-- BEGIN Document passage --

In 1975, beginning with the open hearth building, U.S. Steel began to demolish many of the massive structures that dotted the 1600 acre site and began preparing the industrial park for future development. The City of Duluth purchased the 65 acre cement plant site for development through the Duluth Economic and Development Authority (DEDA). In April 2008, the Duluth-based photographic enhancement company, Ikonics, announced it would develop 40 acre on the property to build a warehouse and move its West Duluth headquarters operations to Morgan Park at the former Atlas Cement site. On February 5, 2009, the State of Minnesota awarded the Duluth Port Authority a $50,000 investigative grant to determine the feasibility of redeveloping 123 acre of the former steel plant site as a 35000 sqft warehouse and light industrial park for storage of energy creating windmills.

== Cleanup ==
In 1984, following an inspection by the Pollution Control Agency, the former Duluth Works steel plant site was put on the National Priorities List for the federally funded "Superfund" program. Areas of heavy pollution were found on the site and were required to be cleaned up by U.S. Steel. Under the Great Lakes Legacy Act, it was agreed that the United States Environmental Protection Agency would pay 49% of the $165 million cleanup cost and U.S. Steel 51%. By 2023, the cleanup was nearly completed.

-- END Document passage --

* [Aim A]: In the passage on the old Duluth steel plant site, update the part starting with "In 1975, beginning" and going on through "energy creating windmills.", so that "wind turbines" stands in place of "windmills".
* [Aim B]:
Answer these about the passage on the old Duluth steel plant site:
(i) In what year did U.S. Steel begin tearing down structures on the site?
(ii) How large was the grant the State of Minnesota awarded the Duluth Port Authority?
(iii) What share of the cleanup cost was the United States Environmental Protection Agency to pay?

-- BEGIN Information provided --

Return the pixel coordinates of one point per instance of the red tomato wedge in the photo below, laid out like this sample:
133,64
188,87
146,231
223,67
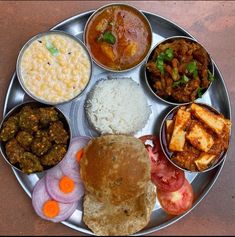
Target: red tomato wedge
164,175
178,202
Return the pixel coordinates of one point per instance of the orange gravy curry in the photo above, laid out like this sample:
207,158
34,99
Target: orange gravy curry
118,37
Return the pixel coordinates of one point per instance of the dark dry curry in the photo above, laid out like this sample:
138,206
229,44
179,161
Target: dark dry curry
178,70
118,37
35,138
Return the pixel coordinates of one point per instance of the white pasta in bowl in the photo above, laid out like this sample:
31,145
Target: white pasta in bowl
54,67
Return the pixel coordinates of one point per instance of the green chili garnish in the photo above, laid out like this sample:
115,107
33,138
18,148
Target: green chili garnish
199,92
192,68
183,80
167,55
53,50
109,37
210,75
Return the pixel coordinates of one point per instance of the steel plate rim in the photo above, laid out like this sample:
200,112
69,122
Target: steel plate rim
205,192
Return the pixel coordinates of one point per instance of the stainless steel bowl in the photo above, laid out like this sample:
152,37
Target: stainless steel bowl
15,110
28,43
100,10
170,39
163,139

-- END Information provided --

* [Correct result A]:
In 1975, beginning with the open hearth building, U.S. Steel began to demolish many of the massive structures that dotted the 1600 acre site and began preparing the industrial park for future development. The City of Duluth purchased the 65 acre cement plant site for development through the Duluth Economic and Development Authority (DEDA). In April 2008, the Duluth-based photographic enhancement company, Ikonics, announced it would develop 40 acre on the property to build a warehouse and move its West Duluth headquarters operations to Morgan Park at the former Atlas Cement site. On February 5, 2009, the State of Minnesota awarded the Duluth Port Authority a $50,000 investigative grant to determine the feasibility of redeveloping 123 acre of the former steel plant site as a 35000 sqft warehouse and light industrial park for storage of energy creating wind turbines.

* [Correct result B]:
(i) 1975
(ii) $50,000
(iii) 49%